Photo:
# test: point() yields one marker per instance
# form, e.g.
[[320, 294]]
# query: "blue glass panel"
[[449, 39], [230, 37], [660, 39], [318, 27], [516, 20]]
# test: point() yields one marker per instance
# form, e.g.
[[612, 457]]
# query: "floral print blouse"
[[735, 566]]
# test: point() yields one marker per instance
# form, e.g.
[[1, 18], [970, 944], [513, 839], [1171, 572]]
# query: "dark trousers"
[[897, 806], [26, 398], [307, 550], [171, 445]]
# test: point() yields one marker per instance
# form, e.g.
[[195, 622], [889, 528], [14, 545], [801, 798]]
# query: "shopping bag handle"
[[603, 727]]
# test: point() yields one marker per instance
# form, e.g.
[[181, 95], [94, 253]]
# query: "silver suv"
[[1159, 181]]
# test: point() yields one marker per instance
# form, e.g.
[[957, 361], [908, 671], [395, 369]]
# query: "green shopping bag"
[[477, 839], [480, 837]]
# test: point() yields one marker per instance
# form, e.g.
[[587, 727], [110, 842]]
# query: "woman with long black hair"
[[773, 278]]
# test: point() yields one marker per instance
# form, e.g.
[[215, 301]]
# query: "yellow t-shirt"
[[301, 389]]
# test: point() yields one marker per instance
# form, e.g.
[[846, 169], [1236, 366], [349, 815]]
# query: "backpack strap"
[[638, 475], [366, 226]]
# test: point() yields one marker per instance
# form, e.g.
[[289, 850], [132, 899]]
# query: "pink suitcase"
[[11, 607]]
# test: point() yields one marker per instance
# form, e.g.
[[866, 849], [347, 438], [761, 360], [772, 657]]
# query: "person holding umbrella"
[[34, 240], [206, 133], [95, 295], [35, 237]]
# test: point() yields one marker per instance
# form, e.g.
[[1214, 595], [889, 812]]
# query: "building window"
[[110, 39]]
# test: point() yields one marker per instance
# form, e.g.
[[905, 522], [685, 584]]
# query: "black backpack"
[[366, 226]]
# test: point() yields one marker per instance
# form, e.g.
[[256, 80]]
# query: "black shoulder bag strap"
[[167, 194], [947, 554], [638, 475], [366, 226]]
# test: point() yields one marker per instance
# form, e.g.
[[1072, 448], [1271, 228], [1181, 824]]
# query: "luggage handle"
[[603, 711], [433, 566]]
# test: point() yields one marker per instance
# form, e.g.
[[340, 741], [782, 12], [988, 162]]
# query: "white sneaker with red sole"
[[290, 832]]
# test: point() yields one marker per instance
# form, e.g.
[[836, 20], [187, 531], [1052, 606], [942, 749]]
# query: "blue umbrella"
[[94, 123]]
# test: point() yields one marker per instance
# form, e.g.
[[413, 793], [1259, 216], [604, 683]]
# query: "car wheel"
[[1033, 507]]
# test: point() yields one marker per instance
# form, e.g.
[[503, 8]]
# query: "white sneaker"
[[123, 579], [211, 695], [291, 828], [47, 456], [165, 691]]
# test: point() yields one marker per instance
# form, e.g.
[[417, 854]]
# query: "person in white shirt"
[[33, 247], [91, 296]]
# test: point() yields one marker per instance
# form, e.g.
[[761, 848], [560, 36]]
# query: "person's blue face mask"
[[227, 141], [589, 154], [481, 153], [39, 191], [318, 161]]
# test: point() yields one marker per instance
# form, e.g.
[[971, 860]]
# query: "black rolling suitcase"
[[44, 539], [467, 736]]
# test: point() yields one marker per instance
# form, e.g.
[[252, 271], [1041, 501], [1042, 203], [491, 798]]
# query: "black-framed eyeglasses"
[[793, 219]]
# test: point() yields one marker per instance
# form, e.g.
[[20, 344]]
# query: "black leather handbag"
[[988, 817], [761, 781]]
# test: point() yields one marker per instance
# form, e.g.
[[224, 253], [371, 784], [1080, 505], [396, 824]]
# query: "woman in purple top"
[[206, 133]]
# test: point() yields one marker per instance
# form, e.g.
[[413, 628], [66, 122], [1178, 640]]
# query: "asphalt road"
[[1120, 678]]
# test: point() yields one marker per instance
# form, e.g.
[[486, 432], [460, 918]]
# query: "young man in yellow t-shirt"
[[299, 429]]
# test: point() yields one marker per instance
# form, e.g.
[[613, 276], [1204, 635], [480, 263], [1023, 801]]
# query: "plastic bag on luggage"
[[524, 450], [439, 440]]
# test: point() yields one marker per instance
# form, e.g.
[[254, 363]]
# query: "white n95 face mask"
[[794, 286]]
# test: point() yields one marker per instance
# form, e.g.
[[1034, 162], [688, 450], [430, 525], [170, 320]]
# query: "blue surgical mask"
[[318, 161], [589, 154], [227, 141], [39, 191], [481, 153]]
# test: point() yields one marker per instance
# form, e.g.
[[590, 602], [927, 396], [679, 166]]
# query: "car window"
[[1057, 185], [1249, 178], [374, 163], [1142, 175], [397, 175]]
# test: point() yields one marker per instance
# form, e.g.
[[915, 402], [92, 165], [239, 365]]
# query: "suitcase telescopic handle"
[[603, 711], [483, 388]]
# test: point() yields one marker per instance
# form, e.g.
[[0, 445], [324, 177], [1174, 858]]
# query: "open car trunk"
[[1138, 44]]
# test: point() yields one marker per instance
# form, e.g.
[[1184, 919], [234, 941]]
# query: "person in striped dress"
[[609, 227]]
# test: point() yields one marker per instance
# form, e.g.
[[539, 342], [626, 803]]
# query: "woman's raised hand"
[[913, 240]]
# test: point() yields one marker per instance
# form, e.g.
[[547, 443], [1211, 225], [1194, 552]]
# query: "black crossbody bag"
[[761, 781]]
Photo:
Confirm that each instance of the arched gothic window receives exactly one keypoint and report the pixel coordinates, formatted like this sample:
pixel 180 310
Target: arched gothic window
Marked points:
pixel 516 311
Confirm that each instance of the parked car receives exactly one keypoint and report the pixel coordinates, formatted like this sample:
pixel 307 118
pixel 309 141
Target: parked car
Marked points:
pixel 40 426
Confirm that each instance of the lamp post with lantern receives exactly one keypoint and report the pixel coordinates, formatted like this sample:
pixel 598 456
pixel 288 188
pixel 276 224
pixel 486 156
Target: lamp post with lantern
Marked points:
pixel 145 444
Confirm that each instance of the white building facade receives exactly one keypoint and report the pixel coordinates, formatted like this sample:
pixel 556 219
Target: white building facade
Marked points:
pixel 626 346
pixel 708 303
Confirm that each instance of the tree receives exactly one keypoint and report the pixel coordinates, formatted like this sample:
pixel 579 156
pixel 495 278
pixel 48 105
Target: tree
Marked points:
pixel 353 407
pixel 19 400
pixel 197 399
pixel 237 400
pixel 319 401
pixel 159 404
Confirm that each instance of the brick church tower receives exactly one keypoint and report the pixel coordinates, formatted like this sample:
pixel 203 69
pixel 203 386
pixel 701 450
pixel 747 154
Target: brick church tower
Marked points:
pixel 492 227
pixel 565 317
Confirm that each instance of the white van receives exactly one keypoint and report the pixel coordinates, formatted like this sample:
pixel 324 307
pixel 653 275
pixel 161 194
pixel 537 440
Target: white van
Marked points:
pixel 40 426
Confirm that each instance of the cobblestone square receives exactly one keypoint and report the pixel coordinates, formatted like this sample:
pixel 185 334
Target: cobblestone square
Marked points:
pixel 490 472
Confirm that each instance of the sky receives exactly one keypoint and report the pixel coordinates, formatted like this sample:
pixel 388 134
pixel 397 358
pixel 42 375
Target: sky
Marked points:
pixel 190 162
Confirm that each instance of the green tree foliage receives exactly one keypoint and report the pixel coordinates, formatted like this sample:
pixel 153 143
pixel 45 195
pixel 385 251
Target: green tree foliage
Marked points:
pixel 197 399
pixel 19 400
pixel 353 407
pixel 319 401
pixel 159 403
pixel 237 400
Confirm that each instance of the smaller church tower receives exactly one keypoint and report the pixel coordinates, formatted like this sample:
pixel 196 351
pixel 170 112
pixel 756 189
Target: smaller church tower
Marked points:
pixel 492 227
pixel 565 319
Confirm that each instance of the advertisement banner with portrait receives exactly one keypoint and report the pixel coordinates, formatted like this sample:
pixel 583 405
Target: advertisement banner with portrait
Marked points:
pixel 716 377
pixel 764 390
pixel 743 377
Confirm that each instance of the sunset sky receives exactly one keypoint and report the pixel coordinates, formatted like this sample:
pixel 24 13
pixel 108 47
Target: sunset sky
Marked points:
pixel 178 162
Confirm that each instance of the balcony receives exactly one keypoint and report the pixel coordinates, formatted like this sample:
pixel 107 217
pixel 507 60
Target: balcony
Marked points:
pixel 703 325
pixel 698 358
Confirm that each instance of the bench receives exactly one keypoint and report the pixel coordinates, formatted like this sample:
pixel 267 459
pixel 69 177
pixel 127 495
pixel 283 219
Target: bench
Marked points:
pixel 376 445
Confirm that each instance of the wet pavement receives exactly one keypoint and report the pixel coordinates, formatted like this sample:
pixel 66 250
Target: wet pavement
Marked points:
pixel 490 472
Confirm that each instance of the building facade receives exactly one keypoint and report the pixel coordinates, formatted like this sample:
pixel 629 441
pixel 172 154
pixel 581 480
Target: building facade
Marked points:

+++

**Activity:**
Give back exactly the lines above, from the line containing "pixel 48 105" through the line containing "pixel 203 69", with both end lines and nothing more.

**Response to this task:**
pixel 48 105
Target: tree
Marked points:
pixel 353 407
pixel 19 400
pixel 197 399
pixel 237 400
pixel 319 401
pixel 159 404
Confirm that each instance of the brick church tower receives exactly one keypoint and report the pixel coordinates, formatted like this sample:
pixel 203 69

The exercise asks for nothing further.